▸ **CHALLENGE**
Copy out all the records below, changing "keypoint" to "marker" and leaving everything else as it is. Leave the pictures out.
===============
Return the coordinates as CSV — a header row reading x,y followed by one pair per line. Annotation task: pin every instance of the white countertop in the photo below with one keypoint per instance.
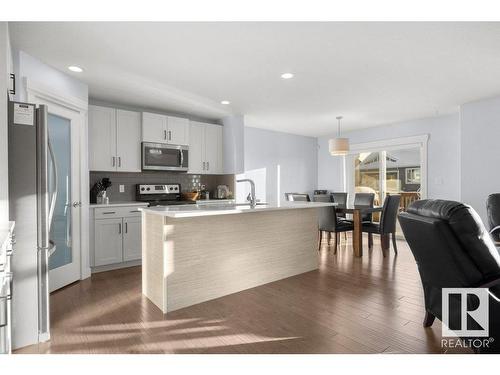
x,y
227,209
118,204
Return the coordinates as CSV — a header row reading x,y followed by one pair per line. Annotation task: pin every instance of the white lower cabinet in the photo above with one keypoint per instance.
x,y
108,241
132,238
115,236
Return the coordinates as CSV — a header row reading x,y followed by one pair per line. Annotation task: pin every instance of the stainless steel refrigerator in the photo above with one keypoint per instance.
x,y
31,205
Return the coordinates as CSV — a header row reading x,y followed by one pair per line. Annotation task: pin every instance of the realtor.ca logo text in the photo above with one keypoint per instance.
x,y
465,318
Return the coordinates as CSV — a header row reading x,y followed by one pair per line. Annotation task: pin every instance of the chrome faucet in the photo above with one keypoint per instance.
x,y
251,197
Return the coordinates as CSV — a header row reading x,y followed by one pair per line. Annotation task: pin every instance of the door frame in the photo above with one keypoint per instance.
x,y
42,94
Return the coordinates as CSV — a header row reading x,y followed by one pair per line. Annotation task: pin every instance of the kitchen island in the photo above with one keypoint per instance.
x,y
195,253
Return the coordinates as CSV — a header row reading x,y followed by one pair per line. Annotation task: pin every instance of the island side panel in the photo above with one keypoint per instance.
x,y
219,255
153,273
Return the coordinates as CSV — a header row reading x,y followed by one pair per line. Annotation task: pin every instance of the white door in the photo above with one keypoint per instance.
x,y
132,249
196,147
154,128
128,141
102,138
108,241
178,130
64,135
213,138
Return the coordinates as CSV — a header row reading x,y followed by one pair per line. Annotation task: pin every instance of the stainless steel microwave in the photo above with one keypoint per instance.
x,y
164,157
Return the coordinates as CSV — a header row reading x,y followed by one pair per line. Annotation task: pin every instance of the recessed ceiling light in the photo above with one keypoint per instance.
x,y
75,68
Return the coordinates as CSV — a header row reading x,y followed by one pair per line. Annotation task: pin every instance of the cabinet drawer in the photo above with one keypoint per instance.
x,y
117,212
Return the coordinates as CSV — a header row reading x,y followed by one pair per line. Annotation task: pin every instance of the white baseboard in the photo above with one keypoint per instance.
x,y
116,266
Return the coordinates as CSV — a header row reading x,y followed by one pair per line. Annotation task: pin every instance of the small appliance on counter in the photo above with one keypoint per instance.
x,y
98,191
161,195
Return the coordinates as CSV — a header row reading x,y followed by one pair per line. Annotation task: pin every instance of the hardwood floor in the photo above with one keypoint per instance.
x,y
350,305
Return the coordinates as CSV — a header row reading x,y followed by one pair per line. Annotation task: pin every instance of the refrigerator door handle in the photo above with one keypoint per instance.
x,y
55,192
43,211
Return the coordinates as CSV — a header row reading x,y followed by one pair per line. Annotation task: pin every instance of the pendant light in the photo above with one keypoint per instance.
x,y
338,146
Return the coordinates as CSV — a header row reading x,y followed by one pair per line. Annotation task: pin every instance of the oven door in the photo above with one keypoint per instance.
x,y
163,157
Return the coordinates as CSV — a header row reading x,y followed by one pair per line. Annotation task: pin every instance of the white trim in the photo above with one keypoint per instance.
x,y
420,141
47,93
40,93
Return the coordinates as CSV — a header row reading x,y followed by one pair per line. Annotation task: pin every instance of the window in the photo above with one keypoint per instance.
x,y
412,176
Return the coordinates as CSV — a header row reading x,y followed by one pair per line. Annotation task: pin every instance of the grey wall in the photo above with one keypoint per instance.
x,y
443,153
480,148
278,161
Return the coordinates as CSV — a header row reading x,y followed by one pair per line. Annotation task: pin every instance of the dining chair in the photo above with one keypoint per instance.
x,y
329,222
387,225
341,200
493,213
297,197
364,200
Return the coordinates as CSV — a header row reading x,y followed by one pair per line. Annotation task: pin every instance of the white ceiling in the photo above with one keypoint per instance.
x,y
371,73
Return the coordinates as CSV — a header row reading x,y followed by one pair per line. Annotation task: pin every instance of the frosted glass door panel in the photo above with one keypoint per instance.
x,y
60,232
===============
▸ **PROBLEM SOLUTION**
Return the coordinates as CSV — a header row reading x,y followed by one pair per line. Annotation task: pin every instance of the white countertop in the photo below with one marker per instance.
x,y
227,209
118,204
Return the coordinates as CSV — a header row reading x,y followed by one pair per line. Annotation task: pin every instance of the white lower cabinet in the photo above with one marker per instance.
x,y
108,241
132,238
115,236
Return the coordinates as CSV — a header row reading x,y followed by one pair per line. Annotation task: pin every instance of the stainless steel refrigerator in the photo above with one marker per instance.
x,y
31,205
Return the coordinates as CSV — a header row reading x,y followed by one pair per line. Annotation task: pin every instance of the realtor.ca logo text in the photo above with one marker per instance.
x,y
465,318
Return the coordinates as CSV — a header row reading x,y followed by one pair per line. Annotation task: pin every instance of the chrome faucet in the photo above with one marker per instance.
x,y
251,197
Return the coordinates as CSV — a header row reading x,y followed by one pair per line. Annotation task: pin every instance of the door frame in the photo above with one marker per instance.
x,y
42,94
Return the coordinates as CSV — a header row reading x,y followed by one pair per line. Annotation task: pin every instance of the kitchen island in the photo above with one marker per instance.
x,y
195,253
Return the coordinates as CSV — a header row reading x,y followed by one pair per line. Annotation task: pin every instance of the island side panel in the photo above with one marker per instance.
x,y
219,255
153,273
Return the coordinates as CSV — a header row reading x,y followed by one pair per line. Annotation task: pin every instance of the white door in the photo above with one marker per instance.
x,y
132,249
196,147
154,128
128,141
102,138
108,241
178,130
64,135
213,138
Return the coordinates as CSV — a header row reading x,y followed by one pair per line. Annotation task: pin every instance of the stainless steel microwave in the photo above with one marker per instance.
x,y
164,157
Return the coordinates as CSV — a header row reading x,y followed by one pair per line. Annotation task: pin every instance of the recessed ceiling light in the photo above with one marker per instance.
x,y
75,68
Return the coordinates as CSV — a header row reading x,y followed by one pair per line. Annotation task: pin every instance of the cabinet drawer in the photo above with one marker per instance.
x,y
117,212
Return the coordinates as CSV — a header row reading x,y followed by one pair per line. Annotation task: pin every instance of the white baseboard in the photo above with one marker per instance.
x,y
116,266
Return the coordinates as CSV — a header row reading x,y followed by one pair per line. Annotation task: pin every instance of the small appliance on counter in the photo above with one marker per instance.
x,y
98,191
161,195
Return the coordinates as CSV — a header row reading x,y followed by one pair per line. Annotation task: pin every instance of the hardwood floor in the photo above with one marker per instance.
x,y
350,305
Return the coordinates as CSV — a header row reading x,y followed by one pair per line. Annotation task: pin every instance of the refrigerator door handle in the photo above with one marker per instance.
x,y
55,192
43,211
Return the coordinates as CSV — a header row reading x,y followed by one pair per line. Annotation task: pin every instance of the pendant light in the photo above with one marker per instance.
x,y
338,146
Return the coordinates as CSV — a header row reading x,y followed by one pair per line. Annotation task: pin every instance of the oven door in the photo above with one marker per instance.
x,y
163,157
Return the coordinates as CSV — a header row reading x,y followed by one pair per line. Annotation task: pin every instance of the white trim in the photo above with one marker per instance.
x,y
420,141
47,93
40,93
Return the coordinates as CSV — a header row reading x,y followed by one pair per line. Annotation task: pin every instance of the window in the photo above with one marker per instance.
x,y
412,176
Return the coordinates as CSV — a header row reading x,y followed by one pair per line. Annotation task: pin every instance of the grey wall in the photo above with one marker per instance.
x,y
443,153
480,148
278,161
Return the coordinates as CSV — a header row reading x,y followed by one pair per line. Annotation task: pin every instance of the dining chair in the photo above with one marker per instance.
x,y
329,222
387,225
341,200
493,213
297,197
364,200
Return the coordinates as CSV — a header row reading x,y followed by one pair per line. Annotation task: pin every instance of the white ceiling in the photo above with one marker per instance.
x,y
371,73
Return the coordinates as CSV — a header row reading x,y followed by one pair per line. Annotation task: pin every instance of the frosted glass door panel in the photo above with one marker per instance.
x,y
60,232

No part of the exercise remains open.